> **Source passage**
>>

Thursday, February 12, 2015

76. Update On Deborah O'Neill Gravesite

   David Shackle, who lives the closest to Summerfield of any O'Neill family member, sent me some new photos of Deborah's gravesite, taken on Wednesday, Feb. 11th. He also accompanied an oil company archaeologist to evaluate the location. There is some fracking and pipeline construction nearby, and Dave wanted to be sure the grave was not disturbed.
   Evidently, there is no danger at the moment and no relocation is planned. The archaeologist also used a quality GPS to refine the site coordinates, which are as follows:
39 degrees 48' 23.993 " N  81 degrees 21' 05.643" W

   All us O'Neill descendants owe David a huge debt of gratitude for keeping watch over this remote and precious site. For newbies, Deborah was the wife of Hugh O'Neill and migrated with him and their children from County Carlow in 1805 and relocated to Summerfield in Noble County, Ohio. Hugh, who later remarried, is buried in Philo Cemetery in Muskingum County, Ohio.


Sunday, February 8, 2015

75. Another Hugh O'Neill, son of another John O'Neill

The O’Neill Book
Section 3C: Hugh O’Neill

Hugh, born June 1, 1830

             Hugh, second son of John and Anne O’Neill, was born in Monroe County, Ohio (now Noble), June 1, 1830. Not much is know of his educational advantages, but probably a little better than that of his oldest brother.
            On reaching his majority, he moved into Lawrence County where his oldest brother had already located. In Hugh’s bio in Hardesty’s “Atlas of Lawrence County, OH,” it says Hugh arrived in 1853, which would have made him 23 years old.
This Hugh settled in Mason Township on land adjoining that of his brother, but after some years sold out and moved into the Symmes Valley, which is in Windsor Township and near the village of Linnville. There he followed the avocation of farming and stock raising.
            He offered his services as a soldier in the Civil War, but was rejected on account of physical difficulties. The Hardesty Atlas calls it “general disability.”
            About the year 1861 he was united in marriage with Sarah Brammer, daughter of Edmond and Nina Brammer and a descendant of “Light Horse” Harry Lee, as already noted in another branch of the O’Neill family…
            The Hardesty Atlas says they were married on 13 Nov 1859. Marriage Book 5, page 151, of Lawrence County says the date was 15 Nov, and her name was Sarah J.
            To this union three children were born: Nina, the oldest and only daughter, was named for her Grand-Mother Brammer; and Thomas E. These (two) were born in Mason Township; and John H., who was born in Windsor Township.
            The Hardesty Atlas says Nina was born 19 Nov 1860; Thomas E. 23 Jun 1863; and John H. 30 Aug 1868. The Atlas says they also had an adopted daughter, Rosa Day, born 21 Feb 1876. G. W. did not mention this child. Hugh’s 1880 Census entry, page 415B, shows this girl, but as “Rosa Weaver.”
            Nina, in her younger woman-hood days, engaged in the millinery business at Wellsville, Kansas, in partnership with her cousin Mary O’Neill of that place. On returning some years later, Nina was united in marriage with Thomas E. Payne of Wilgus, Ohio. She was Mr. Payne’s second wife. He died in a few years after their marriage. There was born of this union one child: a daughter named Avanelle. Nina receives a widow’s pension, for Mr. Payne had been a veteran of the Civil War.

<<

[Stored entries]

>>

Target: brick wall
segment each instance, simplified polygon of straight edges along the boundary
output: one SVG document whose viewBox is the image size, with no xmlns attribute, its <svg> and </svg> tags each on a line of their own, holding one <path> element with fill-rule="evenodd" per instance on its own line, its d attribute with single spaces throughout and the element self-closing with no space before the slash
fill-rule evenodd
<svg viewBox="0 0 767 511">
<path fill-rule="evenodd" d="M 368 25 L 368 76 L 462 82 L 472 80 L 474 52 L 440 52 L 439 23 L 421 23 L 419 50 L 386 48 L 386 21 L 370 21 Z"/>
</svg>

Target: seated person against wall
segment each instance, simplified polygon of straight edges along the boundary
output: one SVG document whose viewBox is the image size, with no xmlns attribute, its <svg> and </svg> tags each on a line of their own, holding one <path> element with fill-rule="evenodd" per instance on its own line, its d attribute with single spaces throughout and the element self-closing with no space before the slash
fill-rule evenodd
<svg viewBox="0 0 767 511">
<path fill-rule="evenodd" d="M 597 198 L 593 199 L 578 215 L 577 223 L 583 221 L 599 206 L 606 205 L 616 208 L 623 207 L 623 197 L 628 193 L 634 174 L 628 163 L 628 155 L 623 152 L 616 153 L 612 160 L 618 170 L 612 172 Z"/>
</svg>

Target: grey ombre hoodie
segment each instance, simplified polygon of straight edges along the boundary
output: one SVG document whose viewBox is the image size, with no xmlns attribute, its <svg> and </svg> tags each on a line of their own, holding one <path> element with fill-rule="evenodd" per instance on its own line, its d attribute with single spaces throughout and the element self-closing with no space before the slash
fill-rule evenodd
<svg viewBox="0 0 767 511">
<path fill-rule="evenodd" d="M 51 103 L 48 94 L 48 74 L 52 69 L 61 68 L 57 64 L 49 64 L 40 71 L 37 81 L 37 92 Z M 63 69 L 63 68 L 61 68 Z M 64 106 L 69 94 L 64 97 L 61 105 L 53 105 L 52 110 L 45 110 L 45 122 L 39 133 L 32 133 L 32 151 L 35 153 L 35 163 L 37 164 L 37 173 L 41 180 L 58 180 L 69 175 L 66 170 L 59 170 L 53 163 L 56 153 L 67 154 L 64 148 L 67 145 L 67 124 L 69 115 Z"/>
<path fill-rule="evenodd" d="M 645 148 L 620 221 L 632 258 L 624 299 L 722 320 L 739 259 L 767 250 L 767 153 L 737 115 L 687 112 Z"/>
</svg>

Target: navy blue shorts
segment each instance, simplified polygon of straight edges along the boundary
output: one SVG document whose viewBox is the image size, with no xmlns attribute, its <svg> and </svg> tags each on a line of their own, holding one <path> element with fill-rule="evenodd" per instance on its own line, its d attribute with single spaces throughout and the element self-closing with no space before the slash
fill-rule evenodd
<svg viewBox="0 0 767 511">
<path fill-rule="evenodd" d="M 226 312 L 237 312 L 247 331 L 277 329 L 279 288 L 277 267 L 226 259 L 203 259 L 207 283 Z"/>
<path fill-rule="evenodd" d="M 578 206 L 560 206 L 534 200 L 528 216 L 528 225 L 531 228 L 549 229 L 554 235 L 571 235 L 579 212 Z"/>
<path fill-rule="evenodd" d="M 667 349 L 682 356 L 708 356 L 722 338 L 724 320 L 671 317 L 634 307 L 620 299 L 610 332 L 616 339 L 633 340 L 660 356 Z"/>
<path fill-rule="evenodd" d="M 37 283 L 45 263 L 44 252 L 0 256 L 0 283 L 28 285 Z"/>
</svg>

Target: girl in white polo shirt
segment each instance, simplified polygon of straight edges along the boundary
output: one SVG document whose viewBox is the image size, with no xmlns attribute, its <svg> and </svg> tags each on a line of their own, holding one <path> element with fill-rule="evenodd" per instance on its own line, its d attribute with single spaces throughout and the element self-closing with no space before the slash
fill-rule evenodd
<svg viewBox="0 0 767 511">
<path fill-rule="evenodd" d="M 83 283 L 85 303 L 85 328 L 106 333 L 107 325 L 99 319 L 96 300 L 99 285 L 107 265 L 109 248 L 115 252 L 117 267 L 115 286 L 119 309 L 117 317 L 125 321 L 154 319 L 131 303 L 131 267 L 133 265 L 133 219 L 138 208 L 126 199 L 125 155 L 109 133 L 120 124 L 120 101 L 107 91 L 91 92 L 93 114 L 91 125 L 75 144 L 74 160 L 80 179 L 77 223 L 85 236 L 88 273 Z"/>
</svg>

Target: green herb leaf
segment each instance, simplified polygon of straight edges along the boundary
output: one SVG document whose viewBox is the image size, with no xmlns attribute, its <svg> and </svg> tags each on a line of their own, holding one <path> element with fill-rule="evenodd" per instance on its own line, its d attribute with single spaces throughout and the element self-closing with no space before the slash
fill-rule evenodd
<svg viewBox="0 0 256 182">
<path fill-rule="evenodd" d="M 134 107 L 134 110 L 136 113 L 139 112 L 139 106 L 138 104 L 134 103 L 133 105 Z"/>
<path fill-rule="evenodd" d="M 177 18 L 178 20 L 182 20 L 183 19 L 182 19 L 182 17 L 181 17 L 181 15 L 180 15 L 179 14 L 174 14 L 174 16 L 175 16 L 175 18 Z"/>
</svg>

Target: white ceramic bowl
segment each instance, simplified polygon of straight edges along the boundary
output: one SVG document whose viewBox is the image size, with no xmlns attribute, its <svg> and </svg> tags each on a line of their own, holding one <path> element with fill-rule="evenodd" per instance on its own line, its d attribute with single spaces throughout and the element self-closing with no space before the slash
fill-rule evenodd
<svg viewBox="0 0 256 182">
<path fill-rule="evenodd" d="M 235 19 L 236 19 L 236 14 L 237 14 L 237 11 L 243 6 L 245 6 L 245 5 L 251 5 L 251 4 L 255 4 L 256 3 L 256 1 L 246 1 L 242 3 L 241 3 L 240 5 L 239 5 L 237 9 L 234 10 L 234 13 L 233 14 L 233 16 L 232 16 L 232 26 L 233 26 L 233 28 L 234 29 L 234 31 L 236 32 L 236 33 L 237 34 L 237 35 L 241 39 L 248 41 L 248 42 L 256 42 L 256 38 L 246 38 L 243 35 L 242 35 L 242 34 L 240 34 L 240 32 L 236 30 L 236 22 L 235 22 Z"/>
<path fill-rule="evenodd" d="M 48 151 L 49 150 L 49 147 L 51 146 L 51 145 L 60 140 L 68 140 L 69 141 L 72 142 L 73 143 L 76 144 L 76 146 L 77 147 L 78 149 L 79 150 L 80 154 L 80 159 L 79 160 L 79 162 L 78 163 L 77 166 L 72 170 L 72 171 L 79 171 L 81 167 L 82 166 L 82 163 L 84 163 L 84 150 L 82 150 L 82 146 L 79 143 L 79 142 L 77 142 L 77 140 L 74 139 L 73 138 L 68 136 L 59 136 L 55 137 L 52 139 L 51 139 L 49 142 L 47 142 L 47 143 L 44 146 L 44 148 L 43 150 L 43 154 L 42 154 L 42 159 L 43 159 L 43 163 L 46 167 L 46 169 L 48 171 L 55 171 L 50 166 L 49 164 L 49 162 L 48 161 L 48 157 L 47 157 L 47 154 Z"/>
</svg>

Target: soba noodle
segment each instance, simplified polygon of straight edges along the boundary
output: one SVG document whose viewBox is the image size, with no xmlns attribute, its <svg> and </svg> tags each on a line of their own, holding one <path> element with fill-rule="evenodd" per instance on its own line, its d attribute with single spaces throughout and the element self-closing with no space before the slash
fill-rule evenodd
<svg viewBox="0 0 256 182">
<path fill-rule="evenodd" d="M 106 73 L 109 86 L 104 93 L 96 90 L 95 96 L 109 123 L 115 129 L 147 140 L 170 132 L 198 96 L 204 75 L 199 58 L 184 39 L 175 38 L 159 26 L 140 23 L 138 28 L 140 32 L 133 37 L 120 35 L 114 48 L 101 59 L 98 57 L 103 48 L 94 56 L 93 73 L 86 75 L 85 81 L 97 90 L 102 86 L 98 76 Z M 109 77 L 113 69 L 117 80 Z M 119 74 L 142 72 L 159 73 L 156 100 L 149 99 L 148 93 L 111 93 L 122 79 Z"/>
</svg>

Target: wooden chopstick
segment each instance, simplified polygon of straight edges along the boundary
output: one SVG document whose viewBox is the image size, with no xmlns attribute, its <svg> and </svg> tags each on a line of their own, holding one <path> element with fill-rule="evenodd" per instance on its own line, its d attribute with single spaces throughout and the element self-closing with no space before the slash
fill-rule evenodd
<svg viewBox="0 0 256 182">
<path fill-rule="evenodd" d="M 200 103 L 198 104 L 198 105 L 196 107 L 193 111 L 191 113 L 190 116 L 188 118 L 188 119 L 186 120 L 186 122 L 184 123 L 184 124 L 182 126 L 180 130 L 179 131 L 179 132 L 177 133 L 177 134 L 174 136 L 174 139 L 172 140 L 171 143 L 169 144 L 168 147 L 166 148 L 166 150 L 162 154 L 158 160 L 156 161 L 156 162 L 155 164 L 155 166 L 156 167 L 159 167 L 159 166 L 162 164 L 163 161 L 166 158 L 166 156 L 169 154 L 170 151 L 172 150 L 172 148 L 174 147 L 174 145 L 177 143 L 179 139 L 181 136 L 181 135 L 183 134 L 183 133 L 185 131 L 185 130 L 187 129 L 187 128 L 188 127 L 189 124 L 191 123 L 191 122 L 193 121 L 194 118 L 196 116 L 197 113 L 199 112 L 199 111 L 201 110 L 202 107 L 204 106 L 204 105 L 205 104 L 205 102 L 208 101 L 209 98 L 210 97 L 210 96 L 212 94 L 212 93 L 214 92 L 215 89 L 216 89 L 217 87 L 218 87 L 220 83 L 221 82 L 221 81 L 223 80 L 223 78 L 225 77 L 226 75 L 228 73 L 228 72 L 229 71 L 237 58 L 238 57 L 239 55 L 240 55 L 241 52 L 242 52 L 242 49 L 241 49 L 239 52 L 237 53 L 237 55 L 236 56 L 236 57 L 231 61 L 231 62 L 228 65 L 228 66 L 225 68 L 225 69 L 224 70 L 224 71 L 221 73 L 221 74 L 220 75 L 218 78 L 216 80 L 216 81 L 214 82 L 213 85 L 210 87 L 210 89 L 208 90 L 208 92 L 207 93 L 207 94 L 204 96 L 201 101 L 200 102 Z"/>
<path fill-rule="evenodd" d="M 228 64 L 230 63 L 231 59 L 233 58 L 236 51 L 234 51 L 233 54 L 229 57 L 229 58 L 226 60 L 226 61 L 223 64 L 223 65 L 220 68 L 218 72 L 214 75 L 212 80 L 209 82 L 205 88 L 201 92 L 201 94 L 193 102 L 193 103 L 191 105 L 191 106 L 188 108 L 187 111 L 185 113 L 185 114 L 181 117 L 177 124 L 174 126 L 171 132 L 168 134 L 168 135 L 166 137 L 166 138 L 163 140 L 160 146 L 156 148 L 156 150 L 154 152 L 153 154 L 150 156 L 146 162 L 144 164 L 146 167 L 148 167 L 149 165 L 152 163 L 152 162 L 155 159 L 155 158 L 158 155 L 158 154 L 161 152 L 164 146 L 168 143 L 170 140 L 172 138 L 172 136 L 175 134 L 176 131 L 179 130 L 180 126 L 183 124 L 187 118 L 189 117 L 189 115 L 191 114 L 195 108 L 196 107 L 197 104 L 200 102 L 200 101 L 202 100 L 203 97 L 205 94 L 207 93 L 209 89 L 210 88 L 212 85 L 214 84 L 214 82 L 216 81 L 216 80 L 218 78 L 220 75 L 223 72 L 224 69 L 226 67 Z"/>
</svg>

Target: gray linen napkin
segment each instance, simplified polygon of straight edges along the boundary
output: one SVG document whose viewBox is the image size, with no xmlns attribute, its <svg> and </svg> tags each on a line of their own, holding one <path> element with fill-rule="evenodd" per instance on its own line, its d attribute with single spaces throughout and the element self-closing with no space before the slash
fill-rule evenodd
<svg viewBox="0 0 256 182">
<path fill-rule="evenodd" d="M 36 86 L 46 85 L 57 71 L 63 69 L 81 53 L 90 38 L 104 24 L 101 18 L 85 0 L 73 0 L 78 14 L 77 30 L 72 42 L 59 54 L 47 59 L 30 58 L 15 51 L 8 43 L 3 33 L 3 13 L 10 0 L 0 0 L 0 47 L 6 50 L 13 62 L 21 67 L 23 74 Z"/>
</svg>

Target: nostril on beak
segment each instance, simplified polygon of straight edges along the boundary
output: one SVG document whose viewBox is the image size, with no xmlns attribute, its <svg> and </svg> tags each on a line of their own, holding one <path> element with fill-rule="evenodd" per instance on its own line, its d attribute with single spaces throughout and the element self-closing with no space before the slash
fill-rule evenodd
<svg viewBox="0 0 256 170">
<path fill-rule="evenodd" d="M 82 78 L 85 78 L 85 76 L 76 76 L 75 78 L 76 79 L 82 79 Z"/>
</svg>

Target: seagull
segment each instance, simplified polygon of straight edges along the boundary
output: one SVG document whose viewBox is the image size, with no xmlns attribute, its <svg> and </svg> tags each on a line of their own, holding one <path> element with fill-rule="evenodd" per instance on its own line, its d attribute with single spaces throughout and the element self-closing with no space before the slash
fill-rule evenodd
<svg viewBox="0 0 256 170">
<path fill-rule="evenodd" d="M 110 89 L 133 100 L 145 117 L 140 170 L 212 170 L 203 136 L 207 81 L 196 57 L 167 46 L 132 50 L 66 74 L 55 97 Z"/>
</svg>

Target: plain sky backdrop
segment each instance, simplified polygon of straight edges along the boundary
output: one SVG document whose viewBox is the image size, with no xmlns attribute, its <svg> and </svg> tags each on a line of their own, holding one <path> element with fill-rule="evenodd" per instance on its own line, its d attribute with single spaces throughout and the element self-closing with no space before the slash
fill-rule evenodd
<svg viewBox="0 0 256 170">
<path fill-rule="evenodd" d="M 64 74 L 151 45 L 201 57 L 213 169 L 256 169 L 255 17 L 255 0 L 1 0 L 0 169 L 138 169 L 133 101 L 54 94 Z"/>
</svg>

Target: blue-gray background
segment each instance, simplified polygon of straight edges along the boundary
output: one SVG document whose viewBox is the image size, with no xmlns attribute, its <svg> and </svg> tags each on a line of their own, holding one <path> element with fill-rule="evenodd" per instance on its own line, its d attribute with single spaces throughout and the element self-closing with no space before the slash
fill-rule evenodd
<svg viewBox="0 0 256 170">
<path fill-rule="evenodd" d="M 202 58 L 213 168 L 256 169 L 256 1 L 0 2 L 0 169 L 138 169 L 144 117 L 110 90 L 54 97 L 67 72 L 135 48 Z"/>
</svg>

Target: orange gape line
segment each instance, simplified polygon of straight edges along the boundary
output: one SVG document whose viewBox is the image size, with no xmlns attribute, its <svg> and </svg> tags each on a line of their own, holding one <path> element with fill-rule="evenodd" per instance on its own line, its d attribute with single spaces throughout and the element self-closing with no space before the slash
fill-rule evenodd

<<

> **Required work**
1. Can you reproduce the stretch of the family history text from "The Hardesty Atlas says Nina" through "the Civil War.", replacing "millinery business" with "dressmaking business"?
2. What is a two-sentence summary of the family history text?
Work only from the family history text and ignore the records.

> **Outputs by task**
1.
The Hardesty Atlas says Nina was born 19 Nov 1860; Thomas E. 23 Jun 1863; and John H. 30 Aug 1868. The Atlas says they also had an adopted daughter, Rosa Day, born 21 Feb 1876. G. W. did not mention this child. Hugh’s 1880 Census entry, page 415B, shows this girl, but as “Rosa Weaver.”
            Nina, in her younger woman-hood days, engaged in the dressmaking business at Wellsville, Kansas, in partnership with her cousin Mary O’Neill of that place. On returning some years later, Nina was united in marriage with Thomas E. Payne of Wilgus, Ohio. She was Mr. Payne’s second wife. He died in a few years after their marriage. There was born of this union one child: a daughter named Avanelle. Nina receives a widow’s pension, for Mr. Payne had been a veteran of the Civil War.

2. David Shackle sent new photos of Deborah O'Neill's gravesite near Summerfield and went with an oil company archaeologist, who found no danger from nearby fracking and pipeline work and refined the site's GPS coordinates. A second entry traces Hugh O'Neill, born June 1, 1830, who moved to Lawrence County, farmed in the Symmes Valley, was rejected for Civil War service, and married Sarah Brammer, with whom he had three children, Nina, Thomas E., and John H.